* EXERCISE TASK: Could you format every line of the listing below as a numbered list, skipping any blank lines? Leave the pictures out of your answer.

* DATASET EXCERPTS:
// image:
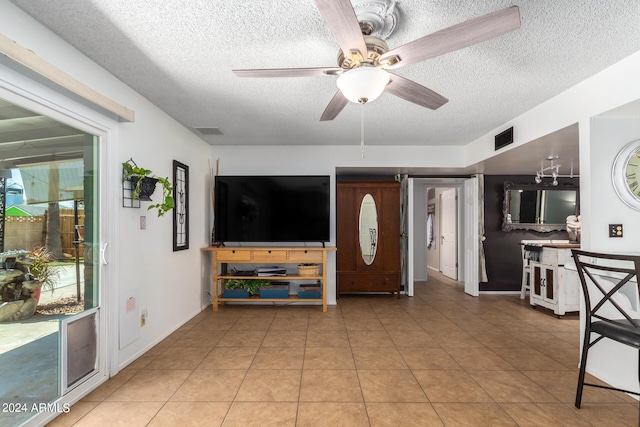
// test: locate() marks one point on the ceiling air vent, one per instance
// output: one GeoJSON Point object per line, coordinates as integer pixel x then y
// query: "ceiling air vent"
{"type": "Point", "coordinates": [504, 138]}
{"type": "Point", "coordinates": [209, 131]}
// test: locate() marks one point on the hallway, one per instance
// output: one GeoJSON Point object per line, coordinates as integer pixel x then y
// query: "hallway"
{"type": "Point", "coordinates": [439, 358]}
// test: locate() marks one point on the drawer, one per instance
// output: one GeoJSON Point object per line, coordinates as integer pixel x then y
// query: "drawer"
{"type": "Point", "coordinates": [555, 256]}
{"type": "Point", "coordinates": [234, 255]}
{"type": "Point", "coordinates": [269, 255]}
{"type": "Point", "coordinates": [305, 256]}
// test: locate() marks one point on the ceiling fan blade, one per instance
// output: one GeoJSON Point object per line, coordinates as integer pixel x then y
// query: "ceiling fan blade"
{"type": "Point", "coordinates": [337, 103]}
{"type": "Point", "coordinates": [288, 72]}
{"type": "Point", "coordinates": [343, 23]}
{"type": "Point", "coordinates": [413, 92]}
{"type": "Point", "coordinates": [456, 37]}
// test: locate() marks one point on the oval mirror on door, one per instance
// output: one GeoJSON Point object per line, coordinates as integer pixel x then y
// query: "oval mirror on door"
{"type": "Point", "coordinates": [368, 229]}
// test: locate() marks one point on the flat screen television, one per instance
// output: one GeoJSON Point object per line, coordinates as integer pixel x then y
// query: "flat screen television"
{"type": "Point", "coordinates": [272, 208]}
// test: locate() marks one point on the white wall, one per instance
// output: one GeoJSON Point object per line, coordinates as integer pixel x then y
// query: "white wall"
{"type": "Point", "coordinates": [170, 284]}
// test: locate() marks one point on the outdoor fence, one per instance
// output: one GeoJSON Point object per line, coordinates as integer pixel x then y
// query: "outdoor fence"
{"type": "Point", "coordinates": [26, 232]}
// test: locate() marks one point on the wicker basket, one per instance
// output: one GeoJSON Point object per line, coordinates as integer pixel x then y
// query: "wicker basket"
{"type": "Point", "coordinates": [308, 270]}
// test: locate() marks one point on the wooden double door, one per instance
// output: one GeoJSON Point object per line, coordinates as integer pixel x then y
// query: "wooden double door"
{"type": "Point", "coordinates": [382, 274]}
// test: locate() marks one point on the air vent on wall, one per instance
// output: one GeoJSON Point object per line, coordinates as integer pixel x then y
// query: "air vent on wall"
{"type": "Point", "coordinates": [504, 138]}
{"type": "Point", "coordinates": [209, 131]}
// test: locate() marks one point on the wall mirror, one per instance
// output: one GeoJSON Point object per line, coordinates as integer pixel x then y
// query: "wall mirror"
{"type": "Point", "coordinates": [539, 207]}
{"type": "Point", "coordinates": [368, 229]}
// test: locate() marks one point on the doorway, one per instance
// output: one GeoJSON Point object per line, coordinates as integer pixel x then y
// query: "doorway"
{"type": "Point", "coordinates": [422, 257]}
{"type": "Point", "coordinates": [448, 237]}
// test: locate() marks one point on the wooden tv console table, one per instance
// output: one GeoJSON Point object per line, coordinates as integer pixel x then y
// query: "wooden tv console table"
{"type": "Point", "coordinates": [222, 256]}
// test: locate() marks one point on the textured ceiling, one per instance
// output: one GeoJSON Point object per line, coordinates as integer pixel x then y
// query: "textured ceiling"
{"type": "Point", "coordinates": [180, 55]}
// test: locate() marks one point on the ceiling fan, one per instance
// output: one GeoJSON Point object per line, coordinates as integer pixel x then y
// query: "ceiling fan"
{"type": "Point", "coordinates": [364, 59]}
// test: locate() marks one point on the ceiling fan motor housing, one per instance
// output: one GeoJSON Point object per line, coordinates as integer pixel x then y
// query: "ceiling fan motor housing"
{"type": "Point", "coordinates": [375, 49]}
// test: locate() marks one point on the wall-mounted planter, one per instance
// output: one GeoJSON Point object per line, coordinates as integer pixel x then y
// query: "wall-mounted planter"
{"type": "Point", "coordinates": [147, 187]}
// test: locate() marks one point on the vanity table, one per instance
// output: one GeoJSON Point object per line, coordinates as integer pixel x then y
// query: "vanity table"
{"type": "Point", "coordinates": [551, 285]}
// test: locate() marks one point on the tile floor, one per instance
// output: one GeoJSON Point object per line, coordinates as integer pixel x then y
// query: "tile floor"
{"type": "Point", "coordinates": [439, 358]}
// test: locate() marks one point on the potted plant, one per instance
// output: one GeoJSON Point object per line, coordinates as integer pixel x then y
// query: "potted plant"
{"type": "Point", "coordinates": [242, 288]}
{"type": "Point", "coordinates": [40, 273]}
{"type": "Point", "coordinates": [144, 184]}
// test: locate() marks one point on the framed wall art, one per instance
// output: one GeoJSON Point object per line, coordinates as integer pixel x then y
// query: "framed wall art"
{"type": "Point", "coordinates": [181, 210]}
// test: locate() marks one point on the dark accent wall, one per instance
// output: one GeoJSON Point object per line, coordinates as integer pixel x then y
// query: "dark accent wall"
{"type": "Point", "coordinates": [501, 248]}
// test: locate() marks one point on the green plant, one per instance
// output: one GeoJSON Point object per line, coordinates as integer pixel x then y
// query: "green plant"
{"type": "Point", "coordinates": [40, 268]}
{"type": "Point", "coordinates": [134, 173]}
{"type": "Point", "coordinates": [251, 285]}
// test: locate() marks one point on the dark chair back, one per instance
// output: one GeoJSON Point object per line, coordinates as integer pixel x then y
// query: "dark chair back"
{"type": "Point", "coordinates": [612, 305]}
{"type": "Point", "coordinates": [613, 294]}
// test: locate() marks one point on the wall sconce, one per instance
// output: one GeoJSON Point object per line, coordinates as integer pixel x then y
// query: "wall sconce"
{"type": "Point", "coordinates": [553, 171]}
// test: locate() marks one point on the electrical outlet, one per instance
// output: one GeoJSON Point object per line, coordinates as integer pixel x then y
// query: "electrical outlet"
{"type": "Point", "coordinates": [615, 230]}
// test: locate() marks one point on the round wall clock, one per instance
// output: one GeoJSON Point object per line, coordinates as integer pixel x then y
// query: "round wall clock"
{"type": "Point", "coordinates": [626, 174]}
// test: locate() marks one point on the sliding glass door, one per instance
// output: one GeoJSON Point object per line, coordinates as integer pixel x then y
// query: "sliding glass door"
{"type": "Point", "coordinates": [50, 308]}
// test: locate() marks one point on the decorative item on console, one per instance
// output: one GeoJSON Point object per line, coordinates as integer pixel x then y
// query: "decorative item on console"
{"type": "Point", "coordinates": [573, 228]}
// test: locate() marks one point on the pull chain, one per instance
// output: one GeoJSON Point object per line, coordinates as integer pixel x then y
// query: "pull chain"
{"type": "Point", "coordinates": [362, 129]}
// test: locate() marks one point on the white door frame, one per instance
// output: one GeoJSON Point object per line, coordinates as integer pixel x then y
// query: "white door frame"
{"type": "Point", "coordinates": [471, 237]}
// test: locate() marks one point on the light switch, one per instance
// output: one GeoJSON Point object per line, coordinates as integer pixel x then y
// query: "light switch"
{"type": "Point", "coordinates": [615, 230]}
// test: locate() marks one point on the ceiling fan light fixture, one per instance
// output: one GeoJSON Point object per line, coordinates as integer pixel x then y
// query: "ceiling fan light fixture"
{"type": "Point", "coordinates": [363, 84]}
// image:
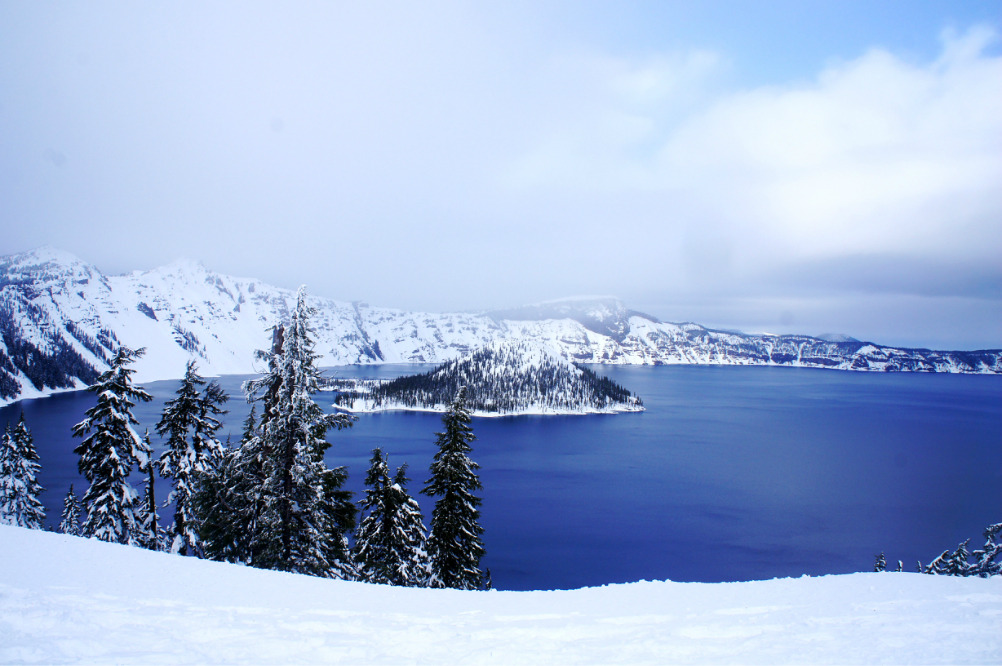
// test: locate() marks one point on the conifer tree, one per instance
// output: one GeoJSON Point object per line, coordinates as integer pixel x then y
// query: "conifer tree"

* RESULT OF THE EXERCISE:
1. // image:
2. // test: locate() marks one point on the ceiling air vent, one per instance
3. // output: one GeoJSON Point object per line, coordinates as integer pixel x then y
4. // query: "ceiling air vent"
5. {"type": "Point", "coordinates": [504, 138]}
6. {"type": "Point", "coordinates": [209, 131]}
7. // test: locate() marks one point on the hallway, one per instance
8. // output: one GeoJSON Point object per line, coordinates as integer pixel x then y
9. // query: "hallway"
10. {"type": "Point", "coordinates": [439, 358]}
11. // test: locate() marks one point on the drawer, one per instance
12. // output: one GeoJSON Point object per line, coordinates as integer pixel x then y
13. // query: "drawer"
14. {"type": "Point", "coordinates": [555, 256]}
15. {"type": "Point", "coordinates": [234, 255]}
16. {"type": "Point", "coordinates": [269, 255]}
17. {"type": "Point", "coordinates": [305, 256]}
18. // test: locate() marks one point on the ceiling fan blade, one per instance
19. // output: one GeoJSON Point object per line, coordinates as integer pixel x then y
20. // query: "ceiling fan blade"
21. {"type": "Point", "coordinates": [337, 103]}
22. {"type": "Point", "coordinates": [288, 72]}
23. {"type": "Point", "coordinates": [343, 23]}
24. {"type": "Point", "coordinates": [413, 92]}
25. {"type": "Point", "coordinates": [456, 37]}
26. // test: locate() marks one point on the oval mirror on door, one per instance
27. // output: one GeoJSON Point object per line, coordinates as integer pixel x then y
28. // query: "oval mirror on door"
29. {"type": "Point", "coordinates": [368, 229]}
30. // test: locate() marks one point on the flat screen television, one per instance
31. // output: one GeoJSON Point object per line, coordinates as integer pixel x then y
32. // query: "flat screen television"
33. {"type": "Point", "coordinates": [272, 208]}
34. // test: locate() marks one point on the white wall, one per instance
35. // output: one GeoJSON Point object per line, coordinates as integer pixel x then y
36. // query: "white wall"
37. {"type": "Point", "coordinates": [170, 284]}
38. // test: locate() marks one point on the outdoor fence, one per instance
39. // output: one GeoJSON Point object per line, coordinates as integer pixel x then y
40. // query: "outdoor fence"
41. {"type": "Point", "coordinates": [26, 232]}
42. // test: locate() marks one point on the wicker basket, one per instance
43. // output: one GeoJSON Point object per line, coordinates as integer pixel x then y
44. // query: "wicker basket"
45. {"type": "Point", "coordinates": [308, 270]}
46. // test: locate() marks one point on the wooden double door, one per instance
47. // output: one GeoJSON Point object per line, coordinates as integer pixel x then y
48. // query: "wooden double door"
49. {"type": "Point", "coordinates": [382, 274]}
50. // test: locate() marks one point on the air vent on wall, one per instance
51. // output: one GeoJSON Point object per line, coordinates as integer pixel x then y
52. // query: "air vent on wall"
53. {"type": "Point", "coordinates": [504, 138]}
54. {"type": "Point", "coordinates": [209, 131]}
55. // test: locate() marks one point on the wall mirror, one per instance
56. // output: one GeoJSON Point object per line, coordinates as integer pixel x then y
57. // query: "wall mirror"
58. {"type": "Point", "coordinates": [539, 207]}
59. {"type": "Point", "coordinates": [368, 229]}
60. // test: locate() marks one point on the doorway, one per instance
61. // output: one GeoJSON Point object per line, coordinates as integer pixel x then y
62. // query: "doorway"
63. {"type": "Point", "coordinates": [422, 257]}
64. {"type": "Point", "coordinates": [448, 237]}
65. // test: locate() marks one point on the wooden tv console table, one per instance
66. // output: one GeoJSON Point object per line, coordinates as integer pixel x then y
67. // query: "wooden tv console table"
68. {"type": "Point", "coordinates": [222, 256]}
69. // test: locate() marks one point on the textured ceiling, one per instance
70. // output: one GeoJSON Point object per line, coordinates as integer pixel x then y
71. // query: "textured ceiling"
72. {"type": "Point", "coordinates": [180, 55]}
73. // test: locate() marks one point on the ceiling fan, one per instance
74. // output: one GeoJSON Point object per line, coordinates as integer pixel x then y
75. // query: "ceiling fan"
76. {"type": "Point", "coordinates": [364, 59]}
77. // test: locate() marks one point on the ceiling fan motor housing, one per instance
78. // output: one GeoJSON Point object per line, coordinates as integer pixel x then y
79. // query: "ceiling fan motor housing"
80. {"type": "Point", "coordinates": [375, 49]}
81. // test: locate() marks one point on the wall-mounted planter, one per instance
82. // output: one GeoJSON Point object per line, coordinates as integer pixel x then y
83. // query: "wall-mounted planter"
84. {"type": "Point", "coordinates": [147, 187]}
85. // test: locate() marks one point on the vanity table, one per instance
86. // output: one GeoJSON Point object per line, coordinates as integer pixel x then y
87. // query: "vanity table"
88. {"type": "Point", "coordinates": [551, 285]}
89. // test: locate() marks one point on the tile floor, one per instance
90. // output: one GeoJSON Point object per line, coordinates as integer pixel x then y
91. // query: "tile floor"
92. {"type": "Point", "coordinates": [439, 358]}
93. // test: locate() marks one point on the potted plant, one per instance
94. // output: one GeoJSON Point object per line, coordinates as integer pixel x then y
95. // query: "potted plant"
96. {"type": "Point", "coordinates": [242, 288]}
97. {"type": "Point", "coordinates": [40, 273]}
98. {"type": "Point", "coordinates": [144, 184]}
99. // test: locate() marks one point on the framed wall art, one per instance
100. // output: one GeoJSON Point object per line, coordinates as integer pixel x then y
101. // query: "framed wall art"
102. {"type": "Point", "coordinates": [181, 210]}
103. // test: locate() marks one point on the dark accent wall, one per instance
104. // output: one GeoJSON Point object per line, coordinates as integer pixel x then y
105. // query: "dark accent wall"
106. {"type": "Point", "coordinates": [501, 248]}
107. // test: locate() marks one point on the green plant, one per instance
108. // output: one GeoJSON Point object per line, coordinates as integer pixel x then y
109. // query: "green plant"
110. {"type": "Point", "coordinates": [40, 268]}
111. {"type": "Point", "coordinates": [134, 173]}
112. {"type": "Point", "coordinates": [251, 285]}
113. // test: locate() marks one point on the dark chair back, one per instance
114. // output: one GeoJSON Point object per line, coordinates as integer pixel x then y
115. // query: "dark chair back"
116. {"type": "Point", "coordinates": [612, 305]}
117. {"type": "Point", "coordinates": [613, 294]}
118. // test: locate() marks one point on the wall sconce, one per instance
119. // output: one GeoJSON Point object per line, coordinates as integer pixel x then y
120. // query: "wall sconce"
121. {"type": "Point", "coordinates": [553, 171]}
122. // test: locate() marks one point on the electrical outlet, one per instance
123. // output: one GeoJSON Point object per line, coordinates as integer pixel x then y
124. // query: "electrical outlet"
125. {"type": "Point", "coordinates": [615, 230]}
126. // test: locate() marks one point on the round wall clock, one per instance
127. // output: one GeoJSON Point object per line, coordinates as integer pixel x then y
128. // query: "round wall clock"
129. {"type": "Point", "coordinates": [626, 174]}
130. // test: locate() marks one point on the sliding glass door, one per instance
131. // output: one GeoJSON Point object per line, coordinates as integer pixel x then y
132. // query: "sliding glass door"
133. {"type": "Point", "coordinates": [50, 308]}
134. // test: locate() marks one point on the decorative item on console, one per instance
135. // output: one GeoJSON Point object per line, coordinates as integer pixel x then y
136. // query: "decorative item on console"
137. {"type": "Point", "coordinates": [573, 228]}
138. // test: locate() marks one point on the pull chain, one per instance
139. // output: one GeoJSON Point object per line, coordinates as integer pixel x then y
140. // query: "pull chain"
141. {"type": "Point", "coordinates": [362, 129]}
142. // test: locate() marks one point on the white door frame, one per instance
143. // output: one GeoJSON Point object per line, coordinates as integer pixel x then y
144. // query: "white door frame"
145. {"type": "Point", "coordinates": [471, 237]}
146. // test: locate() marks one point on the light switch, one per instance
147. // output: one GeoJSON Point object per line, coordinates as integer pixel x then y
148. // query: "light switch"
149. {"type": "Point", "coordinates": [615, 230]}
150. // test: locate() marks one point on the ceiling fan light fixture, one per instance
151. // output: one GeoJSON Point object per line, coordinates as integer pixel x then y
152. // query: "ceiling fan light fixture"
153. {"type": "Point", "coordinates": [363, 84]}
154. // image:
155. // test: locate() marks one point on the conifer tree, one per instance
156. // output: one GeoJSON Point object per line, coordinates as integer pixel x then y
157. // query: "conifer tree"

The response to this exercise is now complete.